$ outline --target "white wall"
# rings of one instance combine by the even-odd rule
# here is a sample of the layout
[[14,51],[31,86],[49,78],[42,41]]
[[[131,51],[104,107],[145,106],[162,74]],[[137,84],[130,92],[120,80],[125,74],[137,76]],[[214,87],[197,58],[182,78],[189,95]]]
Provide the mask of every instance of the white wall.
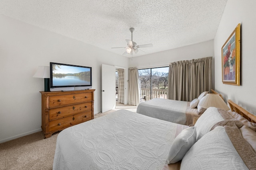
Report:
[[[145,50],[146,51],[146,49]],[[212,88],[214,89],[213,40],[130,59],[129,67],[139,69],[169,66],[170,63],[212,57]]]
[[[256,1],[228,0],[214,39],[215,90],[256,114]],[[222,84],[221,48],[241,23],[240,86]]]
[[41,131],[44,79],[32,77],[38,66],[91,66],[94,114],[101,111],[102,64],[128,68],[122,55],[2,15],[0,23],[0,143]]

#####

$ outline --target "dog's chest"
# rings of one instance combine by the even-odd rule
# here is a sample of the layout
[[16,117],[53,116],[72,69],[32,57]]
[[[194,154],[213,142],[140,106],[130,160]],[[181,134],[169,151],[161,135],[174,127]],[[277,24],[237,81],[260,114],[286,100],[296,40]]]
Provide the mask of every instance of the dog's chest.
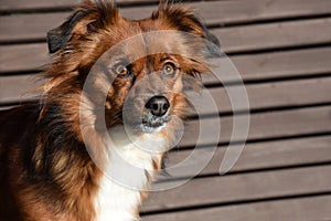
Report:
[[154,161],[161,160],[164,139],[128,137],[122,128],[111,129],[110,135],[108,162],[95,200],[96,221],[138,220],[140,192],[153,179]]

#####

• [REQUIRED TASK]:
Pick out each line in the records above that contains the word "mask", and copy those lines in full.

• [EXERCISE SOLUTION]:
Provide the mask of every instance of the white wall.
Provide the mask of every instance of the dog's chest.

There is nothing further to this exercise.